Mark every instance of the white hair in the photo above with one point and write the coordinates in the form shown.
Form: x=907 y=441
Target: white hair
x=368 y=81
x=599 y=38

———

*Set task*. Copy the lines above word for word, without changing a single character.

*Solved problem*.
Mark every instance of the white hair in the photo above with one point and write the coordinates in the form shown.
Form: x=907 y=441
Target: white hair
x=368 y=81
x=599 y=38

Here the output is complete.